Task brief:
Take the line that contains "the cabinet shelf" as the first line and the last line of the material below as the final one; reproduce exactly the lines between, inclusive.

Data extract:
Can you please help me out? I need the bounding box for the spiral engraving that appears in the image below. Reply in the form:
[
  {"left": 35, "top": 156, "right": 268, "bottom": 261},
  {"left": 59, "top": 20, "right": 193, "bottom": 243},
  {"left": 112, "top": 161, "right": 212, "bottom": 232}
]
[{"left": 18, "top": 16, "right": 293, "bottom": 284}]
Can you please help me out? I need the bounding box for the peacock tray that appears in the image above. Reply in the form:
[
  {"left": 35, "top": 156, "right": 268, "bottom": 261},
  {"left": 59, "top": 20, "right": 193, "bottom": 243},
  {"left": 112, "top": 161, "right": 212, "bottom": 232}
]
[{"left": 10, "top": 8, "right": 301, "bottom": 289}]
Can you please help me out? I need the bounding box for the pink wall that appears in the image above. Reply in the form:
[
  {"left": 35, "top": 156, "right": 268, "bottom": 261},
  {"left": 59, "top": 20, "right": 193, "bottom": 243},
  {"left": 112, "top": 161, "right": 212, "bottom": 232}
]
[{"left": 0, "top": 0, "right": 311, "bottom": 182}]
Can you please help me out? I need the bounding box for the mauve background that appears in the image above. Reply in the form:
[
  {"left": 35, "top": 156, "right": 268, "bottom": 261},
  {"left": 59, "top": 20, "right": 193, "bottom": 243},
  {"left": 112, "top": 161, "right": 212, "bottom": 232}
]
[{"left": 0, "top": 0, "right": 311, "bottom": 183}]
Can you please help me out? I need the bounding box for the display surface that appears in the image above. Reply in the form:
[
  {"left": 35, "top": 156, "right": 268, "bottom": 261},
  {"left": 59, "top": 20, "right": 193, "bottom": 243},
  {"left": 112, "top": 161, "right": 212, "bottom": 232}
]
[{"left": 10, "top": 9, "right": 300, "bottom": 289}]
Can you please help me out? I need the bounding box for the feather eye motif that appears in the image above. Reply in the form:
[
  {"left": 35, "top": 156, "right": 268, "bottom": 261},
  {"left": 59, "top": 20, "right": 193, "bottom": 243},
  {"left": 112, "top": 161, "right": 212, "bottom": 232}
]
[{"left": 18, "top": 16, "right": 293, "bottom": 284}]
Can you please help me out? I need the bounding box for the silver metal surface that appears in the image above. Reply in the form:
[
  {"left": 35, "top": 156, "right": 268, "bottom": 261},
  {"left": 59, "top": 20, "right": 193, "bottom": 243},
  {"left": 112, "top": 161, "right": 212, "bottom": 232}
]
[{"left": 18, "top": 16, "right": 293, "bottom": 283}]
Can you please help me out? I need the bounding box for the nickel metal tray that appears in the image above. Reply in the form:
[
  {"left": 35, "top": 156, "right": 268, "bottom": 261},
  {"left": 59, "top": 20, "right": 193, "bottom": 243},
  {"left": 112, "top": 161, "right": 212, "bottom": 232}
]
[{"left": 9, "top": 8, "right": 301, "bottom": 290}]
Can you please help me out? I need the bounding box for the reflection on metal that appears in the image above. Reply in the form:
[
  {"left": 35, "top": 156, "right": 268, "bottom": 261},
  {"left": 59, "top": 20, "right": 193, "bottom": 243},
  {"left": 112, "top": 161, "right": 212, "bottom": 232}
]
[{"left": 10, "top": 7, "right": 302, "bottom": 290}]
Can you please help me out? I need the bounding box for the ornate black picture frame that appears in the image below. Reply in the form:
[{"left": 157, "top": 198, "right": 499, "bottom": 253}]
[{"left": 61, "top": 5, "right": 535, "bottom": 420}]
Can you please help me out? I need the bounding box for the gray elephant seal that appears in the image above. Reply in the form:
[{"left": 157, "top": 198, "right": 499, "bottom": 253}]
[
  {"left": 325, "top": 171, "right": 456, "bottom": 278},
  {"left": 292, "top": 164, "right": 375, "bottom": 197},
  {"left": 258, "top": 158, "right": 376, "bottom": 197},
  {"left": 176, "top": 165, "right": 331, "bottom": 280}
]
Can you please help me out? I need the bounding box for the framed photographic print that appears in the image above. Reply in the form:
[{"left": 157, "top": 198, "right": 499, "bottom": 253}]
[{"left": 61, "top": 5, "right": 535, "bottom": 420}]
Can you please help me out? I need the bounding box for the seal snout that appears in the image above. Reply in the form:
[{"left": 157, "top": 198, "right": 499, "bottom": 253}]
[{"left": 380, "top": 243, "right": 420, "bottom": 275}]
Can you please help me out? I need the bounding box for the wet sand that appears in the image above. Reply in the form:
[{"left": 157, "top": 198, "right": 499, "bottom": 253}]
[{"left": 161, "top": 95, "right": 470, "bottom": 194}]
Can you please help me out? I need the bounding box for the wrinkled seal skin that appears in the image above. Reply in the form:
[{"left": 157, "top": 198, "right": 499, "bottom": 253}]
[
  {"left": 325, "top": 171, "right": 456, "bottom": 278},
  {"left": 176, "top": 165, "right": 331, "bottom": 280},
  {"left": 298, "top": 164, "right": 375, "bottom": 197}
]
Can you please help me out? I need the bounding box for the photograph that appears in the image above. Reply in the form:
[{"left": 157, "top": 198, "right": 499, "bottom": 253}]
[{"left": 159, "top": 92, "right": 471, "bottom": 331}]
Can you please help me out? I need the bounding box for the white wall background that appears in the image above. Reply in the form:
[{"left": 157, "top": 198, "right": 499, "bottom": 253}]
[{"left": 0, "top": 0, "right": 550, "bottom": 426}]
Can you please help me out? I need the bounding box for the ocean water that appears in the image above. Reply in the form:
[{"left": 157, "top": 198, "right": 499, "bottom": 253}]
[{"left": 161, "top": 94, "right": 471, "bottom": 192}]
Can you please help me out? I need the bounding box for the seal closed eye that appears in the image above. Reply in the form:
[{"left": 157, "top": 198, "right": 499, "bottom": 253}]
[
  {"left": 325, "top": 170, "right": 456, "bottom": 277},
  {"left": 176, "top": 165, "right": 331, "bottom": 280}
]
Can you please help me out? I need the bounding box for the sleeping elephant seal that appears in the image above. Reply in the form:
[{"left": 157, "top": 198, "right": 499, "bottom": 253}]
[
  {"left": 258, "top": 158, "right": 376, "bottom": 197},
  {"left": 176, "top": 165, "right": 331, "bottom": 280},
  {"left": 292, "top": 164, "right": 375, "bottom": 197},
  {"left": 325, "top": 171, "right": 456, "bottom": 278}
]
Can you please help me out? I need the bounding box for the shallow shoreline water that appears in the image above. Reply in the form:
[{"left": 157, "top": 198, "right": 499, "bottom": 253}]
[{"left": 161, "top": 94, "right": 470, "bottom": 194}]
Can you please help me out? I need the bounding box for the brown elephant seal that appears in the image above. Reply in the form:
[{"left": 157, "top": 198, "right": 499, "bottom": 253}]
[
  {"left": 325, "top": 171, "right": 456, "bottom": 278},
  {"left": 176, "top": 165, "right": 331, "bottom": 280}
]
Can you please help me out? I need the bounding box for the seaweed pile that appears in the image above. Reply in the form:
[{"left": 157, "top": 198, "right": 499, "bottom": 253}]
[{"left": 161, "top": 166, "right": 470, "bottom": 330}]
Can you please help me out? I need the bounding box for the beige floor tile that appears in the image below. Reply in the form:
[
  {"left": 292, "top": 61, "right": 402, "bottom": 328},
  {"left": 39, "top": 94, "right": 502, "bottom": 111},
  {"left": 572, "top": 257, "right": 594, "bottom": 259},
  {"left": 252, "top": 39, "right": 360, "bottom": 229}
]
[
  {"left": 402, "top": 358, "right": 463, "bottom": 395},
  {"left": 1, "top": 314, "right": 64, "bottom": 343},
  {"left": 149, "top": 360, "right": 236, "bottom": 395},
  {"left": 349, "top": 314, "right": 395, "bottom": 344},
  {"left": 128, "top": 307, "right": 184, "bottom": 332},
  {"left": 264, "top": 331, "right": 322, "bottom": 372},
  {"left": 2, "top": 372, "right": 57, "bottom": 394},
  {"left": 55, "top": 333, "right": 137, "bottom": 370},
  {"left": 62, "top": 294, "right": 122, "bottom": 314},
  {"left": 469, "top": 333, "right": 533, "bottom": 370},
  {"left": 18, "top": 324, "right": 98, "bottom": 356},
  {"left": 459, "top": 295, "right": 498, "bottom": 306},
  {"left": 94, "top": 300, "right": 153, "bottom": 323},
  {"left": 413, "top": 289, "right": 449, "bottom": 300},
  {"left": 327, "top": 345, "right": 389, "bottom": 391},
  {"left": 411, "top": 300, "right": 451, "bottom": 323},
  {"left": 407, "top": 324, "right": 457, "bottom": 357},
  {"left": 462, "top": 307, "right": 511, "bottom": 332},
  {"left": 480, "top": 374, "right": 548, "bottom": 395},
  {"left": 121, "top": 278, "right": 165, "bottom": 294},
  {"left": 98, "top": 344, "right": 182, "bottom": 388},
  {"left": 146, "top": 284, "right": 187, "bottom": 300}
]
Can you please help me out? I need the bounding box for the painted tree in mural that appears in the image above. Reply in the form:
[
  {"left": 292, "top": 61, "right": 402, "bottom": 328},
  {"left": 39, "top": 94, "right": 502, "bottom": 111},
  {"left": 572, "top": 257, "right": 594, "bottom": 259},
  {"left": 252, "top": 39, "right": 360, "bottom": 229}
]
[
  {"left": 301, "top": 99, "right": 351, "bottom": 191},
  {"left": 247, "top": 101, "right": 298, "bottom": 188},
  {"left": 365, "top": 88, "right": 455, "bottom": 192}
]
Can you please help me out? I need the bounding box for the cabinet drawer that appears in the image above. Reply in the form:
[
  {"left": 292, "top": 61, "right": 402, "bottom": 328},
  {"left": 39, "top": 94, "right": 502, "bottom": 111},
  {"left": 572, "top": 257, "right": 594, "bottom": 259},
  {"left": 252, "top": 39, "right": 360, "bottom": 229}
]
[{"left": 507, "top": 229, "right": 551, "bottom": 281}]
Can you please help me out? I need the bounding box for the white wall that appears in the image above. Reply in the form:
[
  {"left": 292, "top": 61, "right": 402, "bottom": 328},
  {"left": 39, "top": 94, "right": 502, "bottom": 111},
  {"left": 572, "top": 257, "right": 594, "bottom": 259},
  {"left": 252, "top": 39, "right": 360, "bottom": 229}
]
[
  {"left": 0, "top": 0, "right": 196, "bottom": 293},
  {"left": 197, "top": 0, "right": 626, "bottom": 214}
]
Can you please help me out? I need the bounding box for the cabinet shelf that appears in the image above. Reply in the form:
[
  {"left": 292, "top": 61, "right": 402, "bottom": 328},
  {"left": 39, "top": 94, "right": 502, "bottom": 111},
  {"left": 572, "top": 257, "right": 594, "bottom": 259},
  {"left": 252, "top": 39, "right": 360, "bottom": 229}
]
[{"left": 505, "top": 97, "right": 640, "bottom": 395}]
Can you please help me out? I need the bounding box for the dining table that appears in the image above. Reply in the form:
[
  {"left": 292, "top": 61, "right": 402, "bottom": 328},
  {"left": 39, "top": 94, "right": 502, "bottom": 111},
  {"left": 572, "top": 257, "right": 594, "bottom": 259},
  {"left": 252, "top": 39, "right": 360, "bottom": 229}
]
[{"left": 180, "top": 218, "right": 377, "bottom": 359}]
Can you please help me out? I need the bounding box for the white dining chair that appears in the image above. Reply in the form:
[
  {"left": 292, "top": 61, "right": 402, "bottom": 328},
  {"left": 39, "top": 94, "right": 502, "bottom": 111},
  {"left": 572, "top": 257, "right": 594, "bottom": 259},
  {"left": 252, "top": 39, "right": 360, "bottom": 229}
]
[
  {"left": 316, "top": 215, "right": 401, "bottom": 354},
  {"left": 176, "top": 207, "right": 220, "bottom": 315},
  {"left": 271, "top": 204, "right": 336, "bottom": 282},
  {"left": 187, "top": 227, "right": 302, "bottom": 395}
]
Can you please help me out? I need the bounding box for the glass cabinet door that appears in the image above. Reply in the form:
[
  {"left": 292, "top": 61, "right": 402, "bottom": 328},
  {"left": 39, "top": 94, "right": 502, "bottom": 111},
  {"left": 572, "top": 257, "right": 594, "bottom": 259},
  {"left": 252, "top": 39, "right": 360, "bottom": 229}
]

Output below:
Can you please help me out? I need the bounding box for the cabinet shelf that appears in the image above. Reply in the form:
[
  {"left": 292, "top": 61, "right": 402, "bottom": 328},
  {"left": 39, "top": 94, "right": 502, "bottom": 111},
  {"left": 572, "top": 257, "right": 594, "bottom": 259},
  {"left": 252, "top": 39, "right": 360, "bottom": 229}
]
[{"left": 505, "top": 97, "right": 640, "bottom": 395}]
Can you please help me out? I need the bounding box for the dining table that appears in the image above. Reply in the form:
[
  {"left": 292, "top": 61, "right": 402, "bottom": 328},
  {"left": 39, "top": 94, "right": 502, "bottom": 111},
  {"left": 572, "top": 257, "right": 594, "bottom": 259},
  {"left": 252, "top": 39, "right": 360, "bottom": 229}
]
[{"left": 180, "top": 218, "right": 377, "bottom": 359}]
Can you please help me out? I need the bounding box for the white dining chair that appears in the image above. Reply in the form:
[
  {"left": 292, "top": 61, "right": 402, "bottom": 328},
  {"left": 39, "top": 94, "right": 502, "bottom": 111},
  {"left": 572, "top": 257, "right": 594, "bottom": 259},
  {"left": 252, "top": 39, "right": 360, "bottom": 229}
]
[
  {"left": 316, "top": 215, "right": 401, "bottom": 354},
  {"left": 176, "top": 207, "right": 220, "bottom": 315},
  {"left": 271, "top": 204, "right": 336, "bottom": 282},
  {"left": 187, "top": 227, "right": 302, "bottom": 395}
]
Can you please help me out? I need the bounding box for the glass cabinet door that appears in the image above. Reply in the form:
[
  {"left": 292, "top": 61, "right": 402, "bottom": 328},
  {"left": 39, "top": 94, "right": 502, "bottom": 111},
  {"left": 572, "top": 257, "right": 594, "bottom": 259},
  {"left": 252, "top": 39, "right": 360, "bottom": 229}
]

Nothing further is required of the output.